§ **What is required**
Present an exact copy of each line below.
-- Task inputs follows --
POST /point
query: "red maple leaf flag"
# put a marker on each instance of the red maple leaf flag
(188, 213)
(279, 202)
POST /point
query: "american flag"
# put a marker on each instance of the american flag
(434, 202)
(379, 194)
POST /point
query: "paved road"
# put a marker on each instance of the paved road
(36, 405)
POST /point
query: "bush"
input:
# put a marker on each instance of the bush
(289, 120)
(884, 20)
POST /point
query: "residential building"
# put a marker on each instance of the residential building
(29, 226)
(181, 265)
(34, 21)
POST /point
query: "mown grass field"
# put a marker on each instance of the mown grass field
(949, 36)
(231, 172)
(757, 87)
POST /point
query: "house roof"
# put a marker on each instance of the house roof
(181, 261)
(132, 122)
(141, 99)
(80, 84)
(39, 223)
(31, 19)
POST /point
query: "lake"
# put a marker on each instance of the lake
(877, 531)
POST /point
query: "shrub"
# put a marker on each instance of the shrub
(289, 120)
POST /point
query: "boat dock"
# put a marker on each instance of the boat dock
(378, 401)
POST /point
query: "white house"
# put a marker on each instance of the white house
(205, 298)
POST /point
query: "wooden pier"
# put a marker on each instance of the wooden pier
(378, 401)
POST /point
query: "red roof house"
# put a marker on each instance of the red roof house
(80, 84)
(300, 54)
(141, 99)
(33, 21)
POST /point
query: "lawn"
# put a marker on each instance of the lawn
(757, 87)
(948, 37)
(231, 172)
-- Task inputs concluded --
§ **Exercise answer**
POST /point
query: "red maple leaf flag"
# put a marker on each instance of the red maple leaf flag
(188, 213)
(279, 202)
POST /point
query: "american flag"
# put a marker on each instance of the american flag
(434, 202)
(379, 194)
POST /point
query: "paved road"
# put a marker on each instance of the paved road
(36, 405)
POST /point
query: "bush"
input:
# put a marker on each instance of the bush
(289, 120)
(884, 20)
POST /point
query: "residential building"
# put a marker on each instance of the residential building
(29, 226)
(181, 265)
(34, 21)
POST /point
query: "mown grass field"
# put a marker on each instance of the mown grass field
(949, 36)
(231, 172)
(757, 87)
POST /point
query: "house roof"
# put a marker on each instance of the house roof
(181, 261)
(132, 122)
(141, 99)
(80, 84)
(39, 223)
(31, 19)
POST /point
query: "lake"
# put a marker on each instance of the lake
(877, 531)
POST /point
query: "shrub"
# put a marker on each instance of the shrub
(289, 120)
POST /point
query: "boat dock"
# put a marker on each instance of the boat dock
(378, 401)
POST /point
query: "white house"
# put a marker on each instance of the white house
(205, 298)
POST /point
query: "wooden pier"
# put a marker on each instance of the wooden pier
(378, 401)
POST /point
query: "red roof house"
# put a marker on each instance of the red roof house
(80, 84)
(300, 54)
(141, 99)
(33, 21)
POST /point
query: "lawn"
# put a marker on each instance of the lawn
(757, 87)
(948, 37)
(231, 172)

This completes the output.